THE Confederation of Zimbabwe Industries (CZI) says the lack of a unitary exchange rate lies at the heart of Zimbabwe’s currency challenges and the lobby group has called for the establishment of an efficient price discovery mechanism.
Issues around price discovery dominated deliberations at the CZI 2021 manufacturing sector survey report launch on Wednesday as industry players urged the Government to come up with measures to address the exchange rate disparities in the market.
Businesses bemoaned dual exchange rate regime in the form of the auction and interbank rates while the existence of the parallel market exchange rate, illegally used to benchmark prices by businesses, further complicated things.
As such, industry players implored the Government to put in place an effective price discovery model to ensure convergence of the exchange rates.
Government has, however, already started responding to calls by captains of industry and commerce, and also in view of dynamics in the market, to deflate speculative bubble in the equities market and stop the currency depreciation.

## Set exercise A
For each statement, say yes or no to whether the Zimbabwe exchange-rate passage supports it, and quote the words that settle it. (i) The CZI names the lack of a unitary exchange rate as central to Zimbabwe's currency problems. (ii) The 2021 manufacturing sector survey report was launched on a Friday. (iii) Businesses use the parallel market rate legally to set prices.
## Set exercise B
In the Zimbabwe exchange-rate passage, which two rates make up the dual exchange rate regime that businesses complained about?
## Set exercise C
Pick up the Zimbabwe exchange-rate passage after its last sentence and keep writing.
The rows that come after this passage have nothing to do with it.

## Data extract
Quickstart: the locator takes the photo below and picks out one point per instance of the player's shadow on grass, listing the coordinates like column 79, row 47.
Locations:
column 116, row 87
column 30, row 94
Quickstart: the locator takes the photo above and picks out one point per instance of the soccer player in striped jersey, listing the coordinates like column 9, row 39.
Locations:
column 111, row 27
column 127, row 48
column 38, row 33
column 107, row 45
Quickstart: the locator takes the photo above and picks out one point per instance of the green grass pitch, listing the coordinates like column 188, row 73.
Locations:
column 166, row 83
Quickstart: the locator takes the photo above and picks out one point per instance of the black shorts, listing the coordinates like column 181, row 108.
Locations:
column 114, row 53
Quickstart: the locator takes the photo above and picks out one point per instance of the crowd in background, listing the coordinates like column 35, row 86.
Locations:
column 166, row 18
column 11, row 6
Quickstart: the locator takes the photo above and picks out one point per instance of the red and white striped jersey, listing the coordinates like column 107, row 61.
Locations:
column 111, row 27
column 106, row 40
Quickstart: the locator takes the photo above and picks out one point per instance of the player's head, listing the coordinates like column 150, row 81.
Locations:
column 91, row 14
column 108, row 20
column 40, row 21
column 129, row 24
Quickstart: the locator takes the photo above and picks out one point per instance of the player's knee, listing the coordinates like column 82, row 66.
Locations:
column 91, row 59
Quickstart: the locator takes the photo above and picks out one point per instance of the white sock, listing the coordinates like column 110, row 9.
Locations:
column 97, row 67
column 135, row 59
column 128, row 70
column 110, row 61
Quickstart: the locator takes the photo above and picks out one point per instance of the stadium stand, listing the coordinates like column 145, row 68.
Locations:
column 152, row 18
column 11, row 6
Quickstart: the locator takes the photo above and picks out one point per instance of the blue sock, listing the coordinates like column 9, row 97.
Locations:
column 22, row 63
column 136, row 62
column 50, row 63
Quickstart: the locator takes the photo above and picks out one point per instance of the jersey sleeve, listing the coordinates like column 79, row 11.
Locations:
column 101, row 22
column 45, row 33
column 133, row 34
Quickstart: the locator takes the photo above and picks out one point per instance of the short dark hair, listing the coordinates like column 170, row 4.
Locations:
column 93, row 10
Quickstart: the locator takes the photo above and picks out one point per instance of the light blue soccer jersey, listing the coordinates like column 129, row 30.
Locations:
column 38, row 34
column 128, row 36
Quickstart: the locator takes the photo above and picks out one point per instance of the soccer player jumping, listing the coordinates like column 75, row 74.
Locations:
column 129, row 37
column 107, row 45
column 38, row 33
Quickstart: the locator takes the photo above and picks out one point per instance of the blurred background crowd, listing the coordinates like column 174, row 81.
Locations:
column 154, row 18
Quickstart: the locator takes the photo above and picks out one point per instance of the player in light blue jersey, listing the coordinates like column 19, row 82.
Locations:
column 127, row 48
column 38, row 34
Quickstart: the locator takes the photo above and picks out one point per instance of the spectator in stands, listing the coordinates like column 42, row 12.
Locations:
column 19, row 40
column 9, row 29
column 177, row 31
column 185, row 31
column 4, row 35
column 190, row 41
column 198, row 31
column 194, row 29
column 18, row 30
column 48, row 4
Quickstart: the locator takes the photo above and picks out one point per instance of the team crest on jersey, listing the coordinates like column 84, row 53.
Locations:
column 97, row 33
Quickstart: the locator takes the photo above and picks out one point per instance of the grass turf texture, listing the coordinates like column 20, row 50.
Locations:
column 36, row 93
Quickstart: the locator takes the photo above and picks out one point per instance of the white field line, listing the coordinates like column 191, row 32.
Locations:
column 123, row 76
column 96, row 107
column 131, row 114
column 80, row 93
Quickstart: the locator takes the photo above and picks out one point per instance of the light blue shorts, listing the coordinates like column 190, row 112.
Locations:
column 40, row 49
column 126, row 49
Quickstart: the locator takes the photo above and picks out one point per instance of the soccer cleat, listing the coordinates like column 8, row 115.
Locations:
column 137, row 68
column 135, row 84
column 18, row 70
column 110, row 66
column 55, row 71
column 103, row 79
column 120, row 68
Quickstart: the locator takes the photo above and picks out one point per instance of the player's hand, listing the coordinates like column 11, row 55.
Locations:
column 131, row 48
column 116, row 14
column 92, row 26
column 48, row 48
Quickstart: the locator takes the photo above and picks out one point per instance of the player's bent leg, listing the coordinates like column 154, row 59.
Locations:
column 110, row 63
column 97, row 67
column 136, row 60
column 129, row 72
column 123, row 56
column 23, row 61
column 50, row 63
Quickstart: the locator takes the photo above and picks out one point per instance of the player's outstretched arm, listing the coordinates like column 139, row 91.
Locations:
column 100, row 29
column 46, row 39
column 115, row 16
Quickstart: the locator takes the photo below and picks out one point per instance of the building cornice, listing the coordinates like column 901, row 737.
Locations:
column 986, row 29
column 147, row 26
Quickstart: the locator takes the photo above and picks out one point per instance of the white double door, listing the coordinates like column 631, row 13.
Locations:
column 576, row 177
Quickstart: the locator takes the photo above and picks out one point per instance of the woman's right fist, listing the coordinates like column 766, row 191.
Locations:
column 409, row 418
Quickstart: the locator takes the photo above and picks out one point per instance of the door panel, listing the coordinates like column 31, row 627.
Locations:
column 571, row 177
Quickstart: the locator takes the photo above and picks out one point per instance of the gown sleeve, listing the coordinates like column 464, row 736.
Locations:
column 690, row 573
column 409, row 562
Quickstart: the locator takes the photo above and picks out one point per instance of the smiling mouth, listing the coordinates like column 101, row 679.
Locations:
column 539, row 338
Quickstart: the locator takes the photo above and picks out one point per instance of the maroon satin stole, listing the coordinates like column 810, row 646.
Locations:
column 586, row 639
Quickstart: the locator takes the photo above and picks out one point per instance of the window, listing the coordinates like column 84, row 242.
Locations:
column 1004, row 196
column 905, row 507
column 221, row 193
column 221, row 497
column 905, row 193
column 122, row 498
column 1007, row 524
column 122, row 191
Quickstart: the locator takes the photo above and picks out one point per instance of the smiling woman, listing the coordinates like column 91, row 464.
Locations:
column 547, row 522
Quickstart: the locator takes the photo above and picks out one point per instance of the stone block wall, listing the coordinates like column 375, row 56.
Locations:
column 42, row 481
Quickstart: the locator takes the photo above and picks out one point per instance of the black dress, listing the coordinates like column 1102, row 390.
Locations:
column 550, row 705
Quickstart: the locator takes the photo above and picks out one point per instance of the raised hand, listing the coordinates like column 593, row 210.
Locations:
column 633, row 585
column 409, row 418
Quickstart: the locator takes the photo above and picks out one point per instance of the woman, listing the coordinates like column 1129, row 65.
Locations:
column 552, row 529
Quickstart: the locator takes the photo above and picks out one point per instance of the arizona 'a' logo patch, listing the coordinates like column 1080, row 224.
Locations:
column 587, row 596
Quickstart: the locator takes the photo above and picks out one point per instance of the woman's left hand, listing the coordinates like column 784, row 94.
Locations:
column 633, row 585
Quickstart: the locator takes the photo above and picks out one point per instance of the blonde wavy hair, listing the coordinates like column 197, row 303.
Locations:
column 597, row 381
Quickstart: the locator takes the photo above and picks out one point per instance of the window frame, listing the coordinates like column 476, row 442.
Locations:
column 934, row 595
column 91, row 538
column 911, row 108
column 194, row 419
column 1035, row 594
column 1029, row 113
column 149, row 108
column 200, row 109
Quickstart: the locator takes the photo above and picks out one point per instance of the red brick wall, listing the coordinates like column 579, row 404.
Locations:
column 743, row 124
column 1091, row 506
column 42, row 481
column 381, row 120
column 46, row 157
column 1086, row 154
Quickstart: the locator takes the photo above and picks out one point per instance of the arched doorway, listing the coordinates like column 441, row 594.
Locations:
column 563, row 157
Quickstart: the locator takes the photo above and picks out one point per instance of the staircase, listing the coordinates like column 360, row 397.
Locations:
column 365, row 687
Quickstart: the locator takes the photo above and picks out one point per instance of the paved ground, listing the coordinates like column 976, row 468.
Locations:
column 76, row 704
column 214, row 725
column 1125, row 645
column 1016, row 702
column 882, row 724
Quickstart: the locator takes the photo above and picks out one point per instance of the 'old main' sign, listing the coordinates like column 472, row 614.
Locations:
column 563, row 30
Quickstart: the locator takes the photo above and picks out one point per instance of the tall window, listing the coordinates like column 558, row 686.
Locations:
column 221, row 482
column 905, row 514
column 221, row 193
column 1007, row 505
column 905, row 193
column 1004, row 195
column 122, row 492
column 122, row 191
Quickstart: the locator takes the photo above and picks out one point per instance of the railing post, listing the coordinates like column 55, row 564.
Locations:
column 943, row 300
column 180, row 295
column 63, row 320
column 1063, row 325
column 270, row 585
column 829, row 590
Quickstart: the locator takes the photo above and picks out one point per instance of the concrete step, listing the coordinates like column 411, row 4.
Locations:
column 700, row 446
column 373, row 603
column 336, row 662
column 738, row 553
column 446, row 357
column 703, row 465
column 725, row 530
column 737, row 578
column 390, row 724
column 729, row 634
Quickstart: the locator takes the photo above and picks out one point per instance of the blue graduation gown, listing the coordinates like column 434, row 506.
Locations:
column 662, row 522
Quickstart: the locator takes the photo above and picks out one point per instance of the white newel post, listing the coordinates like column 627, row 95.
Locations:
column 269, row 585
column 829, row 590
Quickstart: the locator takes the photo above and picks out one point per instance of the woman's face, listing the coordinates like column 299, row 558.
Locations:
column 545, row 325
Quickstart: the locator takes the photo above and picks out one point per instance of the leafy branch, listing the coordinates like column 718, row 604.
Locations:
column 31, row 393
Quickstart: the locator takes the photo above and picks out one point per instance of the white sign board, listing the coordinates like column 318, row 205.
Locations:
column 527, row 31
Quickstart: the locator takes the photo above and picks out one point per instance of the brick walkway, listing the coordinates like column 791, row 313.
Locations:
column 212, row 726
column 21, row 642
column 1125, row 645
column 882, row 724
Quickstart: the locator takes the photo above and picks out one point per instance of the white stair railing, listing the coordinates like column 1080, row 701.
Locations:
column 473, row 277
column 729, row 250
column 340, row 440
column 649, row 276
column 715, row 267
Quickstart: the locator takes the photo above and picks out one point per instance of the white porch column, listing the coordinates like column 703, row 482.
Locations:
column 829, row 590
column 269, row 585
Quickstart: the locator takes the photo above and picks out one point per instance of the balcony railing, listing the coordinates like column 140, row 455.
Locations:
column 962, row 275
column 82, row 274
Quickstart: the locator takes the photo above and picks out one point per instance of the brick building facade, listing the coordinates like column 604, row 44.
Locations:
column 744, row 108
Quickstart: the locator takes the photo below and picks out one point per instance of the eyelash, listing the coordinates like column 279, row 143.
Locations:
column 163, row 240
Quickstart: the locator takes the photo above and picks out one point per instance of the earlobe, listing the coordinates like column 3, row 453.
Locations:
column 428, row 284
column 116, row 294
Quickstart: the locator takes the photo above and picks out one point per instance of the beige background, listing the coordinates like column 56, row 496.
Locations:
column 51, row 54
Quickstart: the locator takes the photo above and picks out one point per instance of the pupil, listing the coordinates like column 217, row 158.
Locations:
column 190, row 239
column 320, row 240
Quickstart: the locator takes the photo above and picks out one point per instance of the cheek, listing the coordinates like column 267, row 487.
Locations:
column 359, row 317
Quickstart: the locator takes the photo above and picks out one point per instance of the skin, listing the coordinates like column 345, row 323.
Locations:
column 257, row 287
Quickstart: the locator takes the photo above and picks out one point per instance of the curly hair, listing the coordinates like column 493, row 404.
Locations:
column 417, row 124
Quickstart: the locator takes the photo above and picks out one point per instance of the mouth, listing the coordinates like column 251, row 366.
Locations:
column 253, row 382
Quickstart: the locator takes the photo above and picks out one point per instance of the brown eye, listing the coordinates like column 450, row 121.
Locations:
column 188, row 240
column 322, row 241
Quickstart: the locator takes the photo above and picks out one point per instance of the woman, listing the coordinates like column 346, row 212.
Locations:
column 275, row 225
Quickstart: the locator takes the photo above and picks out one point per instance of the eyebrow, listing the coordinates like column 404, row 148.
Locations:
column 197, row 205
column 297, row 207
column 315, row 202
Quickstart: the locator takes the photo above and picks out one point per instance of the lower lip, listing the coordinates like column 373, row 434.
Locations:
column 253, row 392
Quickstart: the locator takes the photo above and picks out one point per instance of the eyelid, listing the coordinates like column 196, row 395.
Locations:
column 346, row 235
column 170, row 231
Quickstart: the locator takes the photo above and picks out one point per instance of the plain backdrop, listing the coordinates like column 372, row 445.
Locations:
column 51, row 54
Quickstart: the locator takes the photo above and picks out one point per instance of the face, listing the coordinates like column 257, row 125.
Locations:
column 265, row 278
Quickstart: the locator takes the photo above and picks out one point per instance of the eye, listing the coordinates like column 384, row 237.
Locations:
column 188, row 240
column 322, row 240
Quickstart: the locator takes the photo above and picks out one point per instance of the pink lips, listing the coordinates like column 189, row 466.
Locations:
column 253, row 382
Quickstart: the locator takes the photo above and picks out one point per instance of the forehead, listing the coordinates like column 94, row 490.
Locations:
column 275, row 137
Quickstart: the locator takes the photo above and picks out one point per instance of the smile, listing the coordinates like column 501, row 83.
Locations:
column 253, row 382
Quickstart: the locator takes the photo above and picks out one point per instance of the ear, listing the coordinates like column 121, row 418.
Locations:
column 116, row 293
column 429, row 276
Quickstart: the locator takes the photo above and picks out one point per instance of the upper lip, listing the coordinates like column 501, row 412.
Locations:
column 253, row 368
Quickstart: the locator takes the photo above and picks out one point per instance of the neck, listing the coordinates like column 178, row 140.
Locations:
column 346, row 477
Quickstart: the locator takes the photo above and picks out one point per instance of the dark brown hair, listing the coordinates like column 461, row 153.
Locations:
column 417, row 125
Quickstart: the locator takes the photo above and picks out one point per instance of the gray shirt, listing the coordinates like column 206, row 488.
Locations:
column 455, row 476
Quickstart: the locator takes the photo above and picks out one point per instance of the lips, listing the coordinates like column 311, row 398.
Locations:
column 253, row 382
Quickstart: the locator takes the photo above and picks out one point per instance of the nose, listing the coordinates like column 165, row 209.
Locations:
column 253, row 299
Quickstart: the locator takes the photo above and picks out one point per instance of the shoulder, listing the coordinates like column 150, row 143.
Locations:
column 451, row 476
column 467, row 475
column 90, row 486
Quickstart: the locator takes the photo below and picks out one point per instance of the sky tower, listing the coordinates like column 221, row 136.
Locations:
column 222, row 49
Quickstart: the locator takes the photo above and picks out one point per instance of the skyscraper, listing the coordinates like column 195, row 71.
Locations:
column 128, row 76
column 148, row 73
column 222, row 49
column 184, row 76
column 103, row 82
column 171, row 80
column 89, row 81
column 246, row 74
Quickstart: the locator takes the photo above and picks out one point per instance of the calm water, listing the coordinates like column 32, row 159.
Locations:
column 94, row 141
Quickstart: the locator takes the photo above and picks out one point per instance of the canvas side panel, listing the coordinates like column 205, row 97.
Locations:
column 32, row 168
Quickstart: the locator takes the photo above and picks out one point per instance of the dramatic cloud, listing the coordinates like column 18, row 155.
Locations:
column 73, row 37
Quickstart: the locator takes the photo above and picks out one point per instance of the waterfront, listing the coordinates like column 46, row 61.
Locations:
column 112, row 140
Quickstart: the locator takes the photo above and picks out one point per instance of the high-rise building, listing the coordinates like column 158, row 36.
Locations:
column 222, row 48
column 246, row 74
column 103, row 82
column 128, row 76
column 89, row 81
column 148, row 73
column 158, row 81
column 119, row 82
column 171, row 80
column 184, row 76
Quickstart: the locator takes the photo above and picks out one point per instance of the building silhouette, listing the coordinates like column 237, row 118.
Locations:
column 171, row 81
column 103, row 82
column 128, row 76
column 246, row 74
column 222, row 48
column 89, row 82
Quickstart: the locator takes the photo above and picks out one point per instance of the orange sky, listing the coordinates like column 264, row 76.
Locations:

## Expected answer A
(i) Yes: "the lack of a unitary exchange rate lies at the heart of Zimbabwe’s currency challenges"
(ii) No: "on Wednesday"
(iii) No: "illegally used to benchmark prices by businesses"

## Expected answer B
The auction rate and the interbank rate.

## Expected answer C
President Mnangagwa announced a raft of interventions at the weekend, which entailed a drastic cut in liquidity growth, suspension of bank lending, taxes on US dollar withdrawals and tightening trading conditions on the equities market.
Finance and Economic Development Minister Mthuli Ncube said the measures were designed to stabilise the exchange rate, lower inflation and engender confidence in the economy.
The Treasury chief said the Government was confident the measures would bear fruit, drawing parallels with success of interventions in 2020, particularly introduction of the auction system, which resulted in exchange rate stability and drastic fall in inflation.
Notably, Minister Ncube said the Government retained more measures and would unleash additional arsenal to tackle factors driving exchange rate volatility and inflation, including widespread indiscipline by economic agents.
At the start of the auction system, and a stable operating environment in 2021, the parallel market rate premium went down to as low as 20 percent, inflation trended downward while industrial capacity utilisation increased modestly.
Business leaders also said investments in new projects also increased, under a largely stable and predictable environment following policy measures introduced earlier in 2020, which may not be sustainable in an economy with multiple exchange rate.
Business leaders had reservations about the willing buyer willing seller system for foreign currency, saying it was not working efficiently.
Addressing the delegates on behalf of CZI president Kurai Matsheza, his deputy Victoria Jakazi said authorities should come up with effective exchange management, a position that would direct everything to fall into place.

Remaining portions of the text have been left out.